___ Entries ___

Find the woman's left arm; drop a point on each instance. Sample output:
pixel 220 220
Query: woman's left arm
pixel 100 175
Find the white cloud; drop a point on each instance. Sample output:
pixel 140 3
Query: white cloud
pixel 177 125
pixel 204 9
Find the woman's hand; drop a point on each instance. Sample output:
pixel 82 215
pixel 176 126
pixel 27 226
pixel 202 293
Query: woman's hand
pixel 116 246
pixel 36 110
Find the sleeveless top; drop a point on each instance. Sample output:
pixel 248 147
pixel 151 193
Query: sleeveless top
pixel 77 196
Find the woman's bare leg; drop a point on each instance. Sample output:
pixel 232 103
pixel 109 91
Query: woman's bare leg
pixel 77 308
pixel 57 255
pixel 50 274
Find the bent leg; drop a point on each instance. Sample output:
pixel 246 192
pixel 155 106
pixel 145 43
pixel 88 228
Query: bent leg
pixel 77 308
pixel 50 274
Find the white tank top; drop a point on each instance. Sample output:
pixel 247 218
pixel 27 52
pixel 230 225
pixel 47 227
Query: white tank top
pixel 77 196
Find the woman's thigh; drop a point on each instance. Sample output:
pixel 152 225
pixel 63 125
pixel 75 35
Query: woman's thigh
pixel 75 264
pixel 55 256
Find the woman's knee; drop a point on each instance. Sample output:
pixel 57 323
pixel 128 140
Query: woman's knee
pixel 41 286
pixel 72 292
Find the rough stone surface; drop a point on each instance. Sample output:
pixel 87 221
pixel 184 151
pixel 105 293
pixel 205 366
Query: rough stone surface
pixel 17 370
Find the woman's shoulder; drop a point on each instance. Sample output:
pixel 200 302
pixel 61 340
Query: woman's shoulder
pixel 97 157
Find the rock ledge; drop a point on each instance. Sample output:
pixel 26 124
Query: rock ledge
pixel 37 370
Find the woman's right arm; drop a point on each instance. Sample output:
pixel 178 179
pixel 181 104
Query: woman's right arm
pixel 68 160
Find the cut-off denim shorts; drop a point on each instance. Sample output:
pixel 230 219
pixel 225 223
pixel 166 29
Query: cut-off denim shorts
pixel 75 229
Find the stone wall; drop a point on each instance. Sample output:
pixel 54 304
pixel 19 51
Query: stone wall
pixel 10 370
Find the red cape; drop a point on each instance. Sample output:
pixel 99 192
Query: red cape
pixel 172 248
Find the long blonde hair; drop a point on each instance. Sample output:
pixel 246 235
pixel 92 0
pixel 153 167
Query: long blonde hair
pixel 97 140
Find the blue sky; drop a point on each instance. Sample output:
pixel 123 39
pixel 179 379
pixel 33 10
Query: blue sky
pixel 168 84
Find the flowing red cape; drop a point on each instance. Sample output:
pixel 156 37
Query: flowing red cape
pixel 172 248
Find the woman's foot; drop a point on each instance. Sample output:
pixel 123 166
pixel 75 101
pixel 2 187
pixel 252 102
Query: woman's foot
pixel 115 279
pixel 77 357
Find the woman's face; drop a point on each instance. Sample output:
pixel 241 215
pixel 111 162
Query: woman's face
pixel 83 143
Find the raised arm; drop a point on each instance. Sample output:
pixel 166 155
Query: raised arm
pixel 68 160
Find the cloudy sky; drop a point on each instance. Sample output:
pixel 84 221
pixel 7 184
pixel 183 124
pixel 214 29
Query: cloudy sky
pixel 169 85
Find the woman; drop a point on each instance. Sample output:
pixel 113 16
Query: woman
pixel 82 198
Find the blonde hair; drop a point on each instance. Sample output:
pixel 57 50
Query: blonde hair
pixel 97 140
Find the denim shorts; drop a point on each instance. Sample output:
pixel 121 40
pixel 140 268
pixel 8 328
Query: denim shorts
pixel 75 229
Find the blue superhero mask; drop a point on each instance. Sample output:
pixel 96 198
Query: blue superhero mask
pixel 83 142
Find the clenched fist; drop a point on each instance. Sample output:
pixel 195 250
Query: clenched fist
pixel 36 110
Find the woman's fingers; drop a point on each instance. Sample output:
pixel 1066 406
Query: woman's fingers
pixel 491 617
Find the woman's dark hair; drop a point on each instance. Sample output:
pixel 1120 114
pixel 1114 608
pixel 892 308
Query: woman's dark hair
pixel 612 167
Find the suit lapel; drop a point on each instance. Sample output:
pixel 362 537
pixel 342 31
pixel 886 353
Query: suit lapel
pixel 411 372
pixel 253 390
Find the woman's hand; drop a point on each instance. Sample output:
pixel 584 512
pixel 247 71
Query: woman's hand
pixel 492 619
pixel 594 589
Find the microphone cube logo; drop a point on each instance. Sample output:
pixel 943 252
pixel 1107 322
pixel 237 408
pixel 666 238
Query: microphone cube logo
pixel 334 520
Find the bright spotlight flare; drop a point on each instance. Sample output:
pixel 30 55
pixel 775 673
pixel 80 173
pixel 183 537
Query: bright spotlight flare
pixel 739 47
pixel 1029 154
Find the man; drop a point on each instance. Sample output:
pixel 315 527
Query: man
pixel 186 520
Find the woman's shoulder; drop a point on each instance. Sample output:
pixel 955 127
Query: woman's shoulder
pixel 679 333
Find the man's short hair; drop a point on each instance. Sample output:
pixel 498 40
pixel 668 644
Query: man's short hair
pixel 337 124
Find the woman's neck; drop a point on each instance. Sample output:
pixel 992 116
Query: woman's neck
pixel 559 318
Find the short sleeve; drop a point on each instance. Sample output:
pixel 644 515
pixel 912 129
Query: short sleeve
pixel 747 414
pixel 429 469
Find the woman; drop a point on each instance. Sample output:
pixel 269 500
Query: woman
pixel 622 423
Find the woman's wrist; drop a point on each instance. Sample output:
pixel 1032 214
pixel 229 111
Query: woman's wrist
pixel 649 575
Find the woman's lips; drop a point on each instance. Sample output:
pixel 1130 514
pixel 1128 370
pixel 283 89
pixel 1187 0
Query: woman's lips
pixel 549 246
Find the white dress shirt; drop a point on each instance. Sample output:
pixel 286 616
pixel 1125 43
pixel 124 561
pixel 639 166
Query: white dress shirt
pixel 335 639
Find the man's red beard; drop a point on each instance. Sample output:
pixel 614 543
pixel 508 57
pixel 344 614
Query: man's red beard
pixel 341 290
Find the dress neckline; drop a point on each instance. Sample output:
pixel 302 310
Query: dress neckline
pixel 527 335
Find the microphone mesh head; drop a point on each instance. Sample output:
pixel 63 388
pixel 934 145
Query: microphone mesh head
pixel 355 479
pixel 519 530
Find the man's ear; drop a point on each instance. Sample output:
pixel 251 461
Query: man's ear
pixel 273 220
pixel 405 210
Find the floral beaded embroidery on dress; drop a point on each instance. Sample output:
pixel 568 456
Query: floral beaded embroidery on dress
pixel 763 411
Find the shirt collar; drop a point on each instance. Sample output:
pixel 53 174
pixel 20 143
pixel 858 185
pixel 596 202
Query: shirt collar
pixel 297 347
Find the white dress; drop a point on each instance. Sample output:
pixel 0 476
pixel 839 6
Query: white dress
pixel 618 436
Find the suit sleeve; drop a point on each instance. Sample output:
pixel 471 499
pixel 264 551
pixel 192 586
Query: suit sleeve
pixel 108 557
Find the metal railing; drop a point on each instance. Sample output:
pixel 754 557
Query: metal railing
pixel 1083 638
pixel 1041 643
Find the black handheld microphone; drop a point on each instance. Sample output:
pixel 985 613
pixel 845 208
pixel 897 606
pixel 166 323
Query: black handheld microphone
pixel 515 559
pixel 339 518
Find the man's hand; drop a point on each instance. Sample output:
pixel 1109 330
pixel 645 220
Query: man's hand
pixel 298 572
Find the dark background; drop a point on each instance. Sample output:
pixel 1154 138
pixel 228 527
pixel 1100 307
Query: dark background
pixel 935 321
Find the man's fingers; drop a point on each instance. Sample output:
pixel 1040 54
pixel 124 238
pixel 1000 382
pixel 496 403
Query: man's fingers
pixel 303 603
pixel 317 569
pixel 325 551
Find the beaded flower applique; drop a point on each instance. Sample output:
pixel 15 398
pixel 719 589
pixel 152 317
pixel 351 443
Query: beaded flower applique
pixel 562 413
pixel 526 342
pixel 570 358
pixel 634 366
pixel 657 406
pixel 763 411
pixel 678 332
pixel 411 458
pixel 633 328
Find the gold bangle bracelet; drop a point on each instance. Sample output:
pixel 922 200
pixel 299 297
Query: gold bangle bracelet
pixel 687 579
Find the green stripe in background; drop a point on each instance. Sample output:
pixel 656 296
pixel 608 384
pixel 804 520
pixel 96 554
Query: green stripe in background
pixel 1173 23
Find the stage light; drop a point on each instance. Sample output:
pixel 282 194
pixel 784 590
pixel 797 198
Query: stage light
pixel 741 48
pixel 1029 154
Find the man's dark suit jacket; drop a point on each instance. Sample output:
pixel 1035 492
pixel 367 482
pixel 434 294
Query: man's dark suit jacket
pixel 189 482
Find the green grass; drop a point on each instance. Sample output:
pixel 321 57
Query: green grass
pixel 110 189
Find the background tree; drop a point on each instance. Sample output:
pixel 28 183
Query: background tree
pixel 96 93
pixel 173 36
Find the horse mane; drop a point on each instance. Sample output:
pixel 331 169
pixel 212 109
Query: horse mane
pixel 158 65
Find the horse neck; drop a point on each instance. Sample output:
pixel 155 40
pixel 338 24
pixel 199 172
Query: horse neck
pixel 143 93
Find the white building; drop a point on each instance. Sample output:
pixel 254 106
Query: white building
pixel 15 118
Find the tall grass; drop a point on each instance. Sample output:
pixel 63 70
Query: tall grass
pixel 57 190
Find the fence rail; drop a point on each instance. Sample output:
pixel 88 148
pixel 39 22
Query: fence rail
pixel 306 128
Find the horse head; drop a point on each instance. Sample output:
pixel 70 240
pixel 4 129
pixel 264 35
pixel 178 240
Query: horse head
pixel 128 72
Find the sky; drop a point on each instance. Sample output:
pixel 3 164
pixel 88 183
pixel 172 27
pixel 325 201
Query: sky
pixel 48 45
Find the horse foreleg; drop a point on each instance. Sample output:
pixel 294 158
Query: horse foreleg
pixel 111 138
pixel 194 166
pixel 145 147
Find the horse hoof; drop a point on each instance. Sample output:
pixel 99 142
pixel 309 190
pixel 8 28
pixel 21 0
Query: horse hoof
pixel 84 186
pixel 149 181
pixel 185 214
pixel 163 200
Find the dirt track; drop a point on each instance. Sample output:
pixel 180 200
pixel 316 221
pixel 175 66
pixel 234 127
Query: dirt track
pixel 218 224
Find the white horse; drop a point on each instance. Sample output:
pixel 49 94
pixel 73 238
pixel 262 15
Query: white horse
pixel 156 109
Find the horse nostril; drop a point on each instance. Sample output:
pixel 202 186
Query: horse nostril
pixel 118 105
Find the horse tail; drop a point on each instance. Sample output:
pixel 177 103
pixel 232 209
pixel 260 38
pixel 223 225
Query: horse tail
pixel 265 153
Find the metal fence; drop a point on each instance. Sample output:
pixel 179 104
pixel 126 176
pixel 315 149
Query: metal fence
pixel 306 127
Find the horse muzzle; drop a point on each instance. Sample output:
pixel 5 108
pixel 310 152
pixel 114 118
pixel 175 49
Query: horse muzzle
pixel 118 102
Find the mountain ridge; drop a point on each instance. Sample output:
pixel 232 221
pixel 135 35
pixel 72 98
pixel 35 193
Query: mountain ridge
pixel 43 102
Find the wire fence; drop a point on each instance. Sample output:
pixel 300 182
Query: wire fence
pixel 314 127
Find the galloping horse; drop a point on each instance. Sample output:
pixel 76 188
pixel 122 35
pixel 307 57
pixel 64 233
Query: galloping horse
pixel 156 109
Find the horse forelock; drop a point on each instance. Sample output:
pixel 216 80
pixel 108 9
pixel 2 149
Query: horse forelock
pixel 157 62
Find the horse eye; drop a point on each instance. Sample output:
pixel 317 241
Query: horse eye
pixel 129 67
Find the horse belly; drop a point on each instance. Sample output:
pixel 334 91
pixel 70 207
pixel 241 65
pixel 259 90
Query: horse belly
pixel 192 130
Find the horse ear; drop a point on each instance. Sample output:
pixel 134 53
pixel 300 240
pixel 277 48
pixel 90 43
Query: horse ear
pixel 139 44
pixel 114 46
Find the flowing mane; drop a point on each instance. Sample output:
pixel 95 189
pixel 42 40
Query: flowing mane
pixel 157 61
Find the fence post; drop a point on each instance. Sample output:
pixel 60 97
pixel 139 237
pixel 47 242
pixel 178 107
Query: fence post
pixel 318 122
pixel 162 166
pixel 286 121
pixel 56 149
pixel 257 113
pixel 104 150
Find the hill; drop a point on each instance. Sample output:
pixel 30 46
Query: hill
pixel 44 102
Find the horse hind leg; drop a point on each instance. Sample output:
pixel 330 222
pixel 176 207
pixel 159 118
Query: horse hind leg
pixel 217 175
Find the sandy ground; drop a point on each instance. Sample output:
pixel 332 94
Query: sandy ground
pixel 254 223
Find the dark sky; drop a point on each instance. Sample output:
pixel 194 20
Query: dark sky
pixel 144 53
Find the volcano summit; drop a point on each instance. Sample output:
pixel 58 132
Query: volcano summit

___

Copy out, word for word, the lines from the one containing "Find the white dress shirt;" through the one containing "pixel 527 335", both included.

Find the white dress shirt; drop a point on each instance. Sample output:
pixel 286 616
pixel 1125 43
pixel 124 561
pixel 639 166
Query: white dress shirt
pixel 335 639
Find the man's red beard; drop a point on each instance. Sample output:
pixel 614 543
pixel 508 57
pixel 344 614
Query: man's red beard
pixel 341 290
Find the dress neckline; drop a point on each instance. Sample output:
pixel 302 310
Query: dress neckline
pixel 527 335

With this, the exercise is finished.